▸ **TRY IT**:
Retype the lines of the listing below without any changes, beginning with its first line and stopping after the line that contains "463L732 544L743 548L738". Leave the pictures out of your answer.

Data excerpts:
┌────────

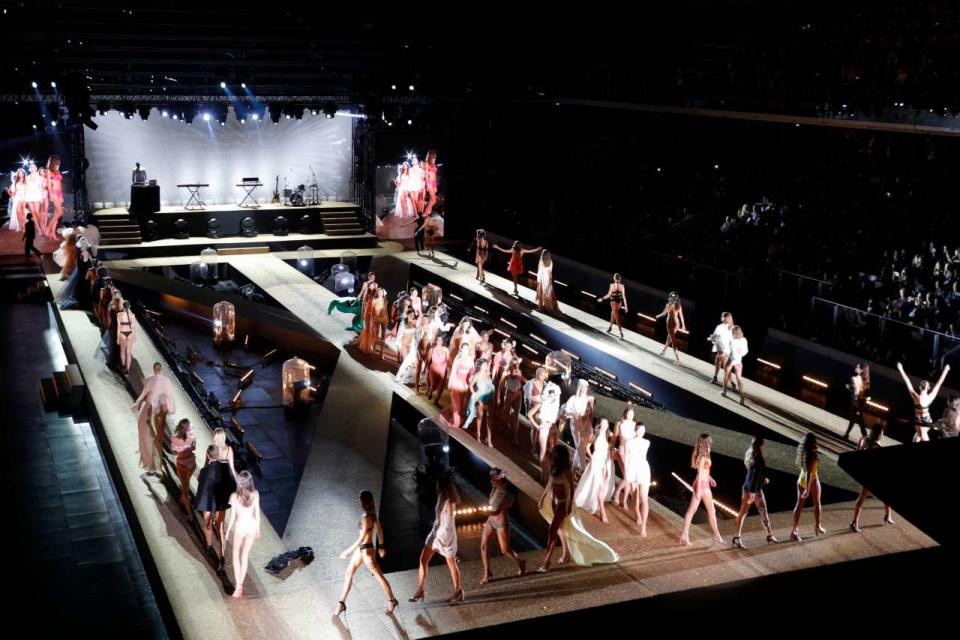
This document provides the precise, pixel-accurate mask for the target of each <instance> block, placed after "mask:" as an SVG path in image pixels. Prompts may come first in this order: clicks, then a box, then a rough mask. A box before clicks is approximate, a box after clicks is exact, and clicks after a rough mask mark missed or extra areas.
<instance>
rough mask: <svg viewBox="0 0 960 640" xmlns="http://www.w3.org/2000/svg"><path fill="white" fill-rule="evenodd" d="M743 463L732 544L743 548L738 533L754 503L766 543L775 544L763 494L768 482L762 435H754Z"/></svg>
mask: <svg viewBox="0 0 960 640" xmlns="http://www.w3.org/2000/svg"><path fill="white" fill-rule="evenodd" d="M743 464H744V466H746V467H747V477H746V478H745V479H744V481H743V492H742V495H743V497H742V498H741V500H740V513H738V514H737V520H736V524H735V525H734V528H735V529H736V531H737V535H735V536H734V537H733V546H734V547H736V548H738V549H743V548H744V546H743V541H742V540H741V539H740V533H741V532H742V531H743V521H744V519H746V516H747V512H749V511H750V505H751V504H753V505H756V507H757V511H758V512H759V513H760V524H761V525H763V528H764V530H766V532H767V544H776V543H777V539H776V538H775V537H774V535H773V529H771V528H770V515H769V513H768V512H767V500H766V497H765V496H764V495H763V487H764V485H766V484H768V483H769V482H770V479H769V478H767V463H766V462H765V461H764V459H763V437H762V436H754V438H753V441H752V442H751V443H750V448H749V449H747V453H746V455H745V456H744V457H743Z"/></svg>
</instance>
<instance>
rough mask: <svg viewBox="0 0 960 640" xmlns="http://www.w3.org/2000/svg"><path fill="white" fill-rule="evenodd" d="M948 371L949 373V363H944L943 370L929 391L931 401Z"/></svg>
mask: <svg viewBox="0 0 960 640" xmlns="http://www.w3.org/2000/svg"><path fill="white" fill-rule="evenodd" d="M948 373H950V365H946V366H945V367H944V368H943V372H942V373H941V374H940V379H939V380H937V384H935V385H933V390H932V391H931V392H930V400H931V401H932V400H933V399H934V398H935V397H936V396H937V393H938V392H939V391H940V385H942V384H943V381H944V380H946V379H947V374H948Z"/></svg>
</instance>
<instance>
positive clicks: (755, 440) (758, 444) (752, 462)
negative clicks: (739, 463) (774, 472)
mask: <svg viewBox="0 0 960 640" xmlns="http://www.w3.org/2000/svg"><path fill="white" fill-rule="evenodd" d="M761 447H763V436H754V437H753V440H751V441H750V447H749V448H748V449H747V453H746V454H744V456H743V464H744V466H746V467H747V469H752V468H753V465H754V464H756V462H757V460H759V459H760V458H762V457H763V452H762V451H761V450H760V448H761Z"/></svg>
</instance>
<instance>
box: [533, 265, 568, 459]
mask: <svg viewBox="0 0 960 640" xmlns="http://www.w3.org/2000/svg"><path fill="white" fill-rule="evenodd" d="M537 307H538V308H539V309H540V311H544V312H546V313H560V305H558V304H557V292H556V291H555V290H554V288H553V258H551V257H550V252H549V251H546V250H544V251H543V252H542V253H541V254H540V262H539V264H538V265H537ZM574 466H576V465H574Z"/></svg>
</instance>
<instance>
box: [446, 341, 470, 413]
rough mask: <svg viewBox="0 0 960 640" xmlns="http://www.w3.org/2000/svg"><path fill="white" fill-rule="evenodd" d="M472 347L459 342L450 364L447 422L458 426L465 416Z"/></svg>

└────────

▸ **ANSWER SPACE**:
This document provides the precise, pixel-accurate mask for the target of each <instance> block, placed after "mask:" as an SVG path in image pixels. Prompts may come first in this order: clicks, then a box, then a rough mask. A box before clicks is approximate, a box after clicks is exact, and clicks after a rough mask mark missed or extra areas.
<instance>
rough mask: <svg viewBox="0 0 960 640" xmlns="http://www.w3.org/2000/svg"><path fill="white" fill-rule="evenodd" d="M743 463L732 544L743 548L738 533L754 503L766 543L775 544L763 494L768 482L762 435H754Z"/></svg>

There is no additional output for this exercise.